Aristotle did believe that women needed to be a part of society, and that their happiness was beneficial—even required—for a society to function properly, but it doesn’t make up for the sexist views he took and which helped influence Western thinking for millennia. Granted, they probably would have come up with the same ideas on their own eventually, but it didn’t help that the most influential speaker of the time was spoon-feeding it to them.
7 Franklin Delano Roosevelt
Fact: He had a longtime mistress.
The only president to serve more than two terms and an inspiration to a nation suffering through the Great Depression, FDR was undoubtedly a great man—though not without flaws. As is usually the case with men in power, he liked to touch things that didn’t belong to him—in other words, he cheated on his wife, Eleanor. In 1918, long before he became president, FDR was caught in a web of lies when Eleanor found a stash of love letters. The letters were between him and a woman named Lucy Mercer, whom FDR had hired to be his wife’s secretary in 1916.
Promising never to see her again (as well as sleep in a separate bed from then on), FDR convinced Eleanor to stay with him. However, he didn’t stay away from for Mercer for long, and continued the affair until he died in 1945; Mercer was actually at his side when he passed, a fact hidden from the public for some time. Eleanor had already discovered that the two were in cahoots again, and was decidedly not present at the time of his death.
6 Peter The Great
Fact: He had the head of his wife’s lover placed in a jar.

EXERCISE INSTRUCTIONS ::
1 – Name every person the text about famous historical figures refers to by name.
2 – Pick up the text about famous historical figures after its final line and keep writing it.
The records aren't needed for anything here.

RECORDS ::
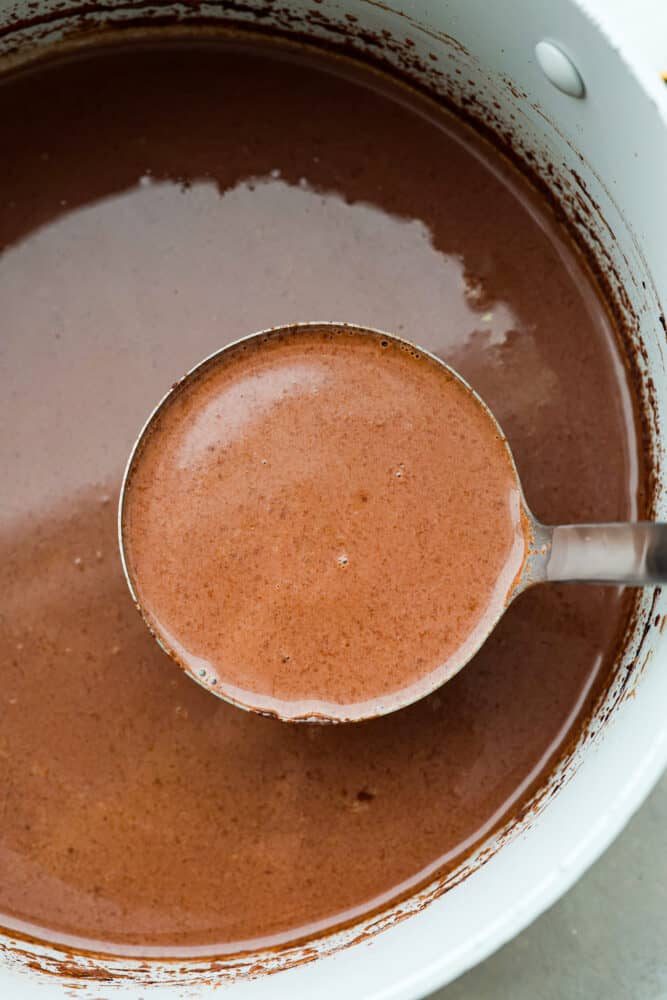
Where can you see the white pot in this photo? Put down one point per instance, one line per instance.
(616, 140)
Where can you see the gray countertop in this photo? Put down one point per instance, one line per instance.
(606, 939)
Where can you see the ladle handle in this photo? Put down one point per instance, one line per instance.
(634, 554)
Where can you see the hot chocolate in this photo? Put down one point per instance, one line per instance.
(160, 198)
(323, 524)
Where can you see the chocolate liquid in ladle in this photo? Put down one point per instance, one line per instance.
(157, 203)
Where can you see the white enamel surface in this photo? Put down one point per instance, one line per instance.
(620, 130)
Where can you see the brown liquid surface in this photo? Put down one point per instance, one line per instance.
(323, 524)
(155, 205)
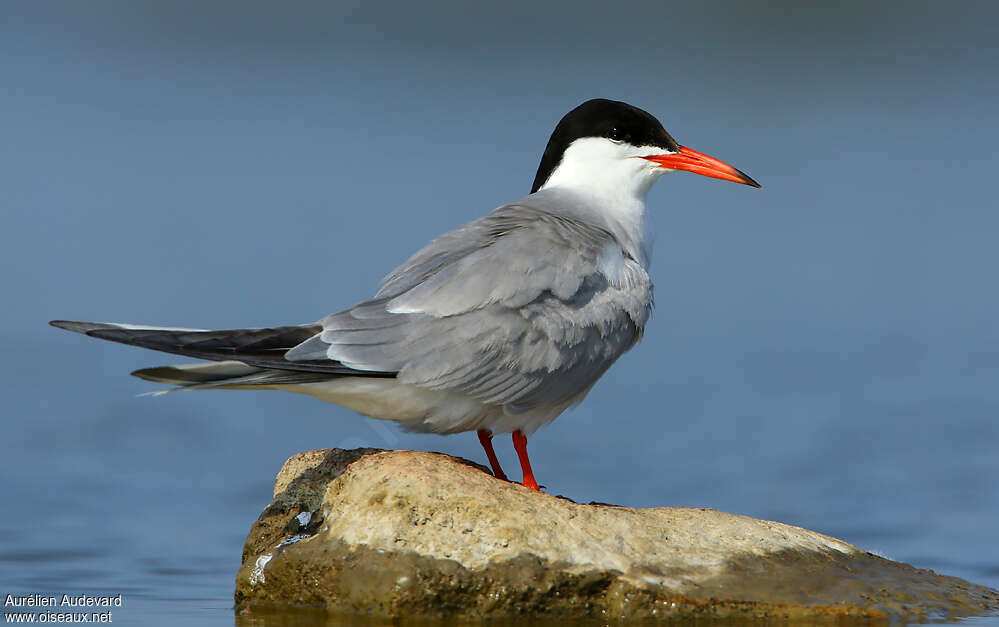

ANSWERS IN ORDER ::
1 – Aristotle, Franklin Delano Roosevelt (FDR), Eleanor, Lucy Mercer, Peter The Great

2 –
Peter the Great was the emperor of Russia for over 40 years, beginning in the late 17th century. He’s renowned for a number of things, including leading a cultural and economic revolution in Russia, which brought them more in line with the rest of Western civilization. He was also an unabashed philanderer who would squeeze the breasts of his wife’s ladies-in-waiting, even when she was in the room. However, he couldn’t stand it when she got a little bit of her own action on the side.
His wife, Catherine I, ended up starting a relationship with William Mons, her chamberlain and the brother of Peter’s first mistress. When the affair was discovered, Peter accused Mons of trumped-up bribery charges and had him executed. After the hanging, Peter had the corpse’s head removed, preserved in a jar, and placed in Catherine’s room as a morbid reminder of her infidelity.
5 Jawaharlal Nehru
Fact: He had an affair with a British viceroy’s wife.
Jawaharlal Nehru is best known as the first Prime Minister of India. He was an extremely influential figure in Indian politics, as well as a student of Mahatma Gandhi. His wife died young, and he remained a widower for the rest of his life, but he later became intimately involved with Edwina Mountbatten, who was the wife of the British viceroy to India, Lord Louis Mountbatten. The Mountbattens’ daughter, Pamela Hicks, insists it was a platonic relationship—even though her mother had a history of extramarital affairs.
Various love letters have been found, leading us to the conclusion that there was indeed a physical aspect to their relationship. It was well known by the public that the two were in love; in fact, it was such a publicized affair that Nehru’s opposition party had the following slogan: “Break open Rama’s heart, you will find Sita [a revered figure in Hinduism] written on it; break open Nehru’s heart, you will find Lady Mountbatten written on it.”
4 William S. Burroughs
Fact: He killed his common-law wife while drunk.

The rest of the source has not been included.